Nothing but an exact reprint of the records is to be returned.

DATA FOR THIS TASK section start

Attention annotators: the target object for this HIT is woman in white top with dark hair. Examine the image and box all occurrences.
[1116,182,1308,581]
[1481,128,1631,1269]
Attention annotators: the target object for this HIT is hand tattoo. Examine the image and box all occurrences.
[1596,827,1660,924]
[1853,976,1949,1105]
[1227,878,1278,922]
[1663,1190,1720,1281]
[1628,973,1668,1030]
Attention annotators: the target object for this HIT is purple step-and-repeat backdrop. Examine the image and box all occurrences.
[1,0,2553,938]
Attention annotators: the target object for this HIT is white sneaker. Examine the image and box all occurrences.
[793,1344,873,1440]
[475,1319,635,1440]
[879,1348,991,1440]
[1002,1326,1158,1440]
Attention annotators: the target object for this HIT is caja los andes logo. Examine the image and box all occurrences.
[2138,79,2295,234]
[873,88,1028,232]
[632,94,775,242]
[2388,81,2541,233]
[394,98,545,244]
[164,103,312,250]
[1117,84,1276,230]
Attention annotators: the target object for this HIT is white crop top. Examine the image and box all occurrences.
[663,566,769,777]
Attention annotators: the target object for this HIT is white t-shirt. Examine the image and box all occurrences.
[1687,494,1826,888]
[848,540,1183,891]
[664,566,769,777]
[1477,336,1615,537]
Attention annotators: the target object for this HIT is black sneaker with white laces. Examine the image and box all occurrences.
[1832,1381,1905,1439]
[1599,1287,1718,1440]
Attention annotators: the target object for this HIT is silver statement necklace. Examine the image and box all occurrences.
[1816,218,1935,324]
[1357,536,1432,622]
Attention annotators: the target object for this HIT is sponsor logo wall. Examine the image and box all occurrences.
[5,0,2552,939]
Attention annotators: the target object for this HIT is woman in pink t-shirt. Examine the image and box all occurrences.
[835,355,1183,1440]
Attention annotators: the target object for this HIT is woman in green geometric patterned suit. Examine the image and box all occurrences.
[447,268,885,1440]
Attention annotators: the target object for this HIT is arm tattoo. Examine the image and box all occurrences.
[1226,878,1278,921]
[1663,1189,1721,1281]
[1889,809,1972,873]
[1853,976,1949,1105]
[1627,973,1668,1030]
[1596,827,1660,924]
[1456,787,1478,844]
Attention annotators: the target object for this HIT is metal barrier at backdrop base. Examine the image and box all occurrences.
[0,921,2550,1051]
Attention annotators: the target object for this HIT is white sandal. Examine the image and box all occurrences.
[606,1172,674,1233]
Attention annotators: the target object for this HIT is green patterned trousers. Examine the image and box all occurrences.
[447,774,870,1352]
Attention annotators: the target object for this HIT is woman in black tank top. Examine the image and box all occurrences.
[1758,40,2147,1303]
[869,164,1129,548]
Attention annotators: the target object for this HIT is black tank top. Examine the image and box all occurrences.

DATA FOR THIS TASK section end

### TASK SOLUTION
Attention annotators: the target object for this HIT is woman in white top with dark hair. Examine the image and box all occurrences.
[1116,182,1308,581]
[1481,128,1631,1269]
Attention annotators: the target object for this HIT is hand tattoo. Examine the image and box all occurrences.
[1596,827,1660,924]
[1853,976,1949,1105]
[1227,878,1278,922]
[1663,1190,1720,1281]
[1628,973,1668,1030]
Attention annotators: the target object for this HIT is purple step-and-repeat backdrop. Examine the image and box all occurrences.
[1,0,2553,938]
Attention annotators: the target object for this HIT is white sneaker. Examine the image and box all occurrences.
[793,1344,873,1440]
[475,1319,635,1440]
[879,1348,991,1440]
[1002,1326,1158,1440]
Attention annotators: the target object for this HIT is caja los andes logo. Examine the image and box all occurrences.
[2138,79,2295,234]
[873,88,1028,232]
[632,94,775,242]
[2388,81,2541,233]
[394,98,545,244]
[164,103,312,250]
[1117,84,1276,230]
Attention annotators: the target object for this HIT is white crop top. Examine the image and box all occurrences.
[663,566,769,777]
Attention annotators: the target object for this HIT is white t-shirt. Examine the image and box all occurrences.
[1687,494,1826,888]
[848,540,1183,891]
[664,566,769,777]
[1477,336,1615,537]
Attention annotators: the target object for this HIT is black sneaker with white laces. Examine the image and box all occurrences.
[1832,1381,1905,1439]
[1599,1287,1718,1440]
Attention annotators: the target object for this HIT is silver statement necklace. Examine the image and box all occurrences.
[1816,218,1935,324]
[1357,536,1432,622]
Attention annotators: the target object for this HIT is sponsor logo wall. Examine the image and box all occurrences.
[5,0,2552,939]
Attention annotators: the target object for this HIT is woman in pink t-shirt. Examine the image and box all occurrences.
[835,355,1183,1440]
Attention annotators: the target object for this HIT is woman in green geometric patterned suit. Examine the image and box all occurrences.
[447,268,885,1440]
Attention annotators: the target object for this HIT is arm tattoo. Examine the image and box all occurrences.
[1226,878,1278,921]
[1663,1189,1721,1281]
[1889,809,1972,873]
[1853,976,1949,1105]
[1627,973,1668,1030]
[1596,827,1660,924]
[1456,787,1478,844]
Attention annotators: the target object for this HIT is metal barrier at backdrop base. Examine the image and box all occurrences.
[0,921,2550,1051]
Attention annotators: the target object for this HIT is white sandal. Examine the image and box all occurrences.
[606,1172,674,1233]
Attention annotators: the target object for this HIT is green patterned trousers. Examine the image and box all occurrences.
[447,774,870,1352]
Attention annotators: the target object for this HIT is woman in black tank top. Examine the image and box all occurrences.
[1758,40,2147,1303]
[869,164,1129,548]
Attention annotators: the target object for this HIT is black tank top. Examine the image and box all occurrences.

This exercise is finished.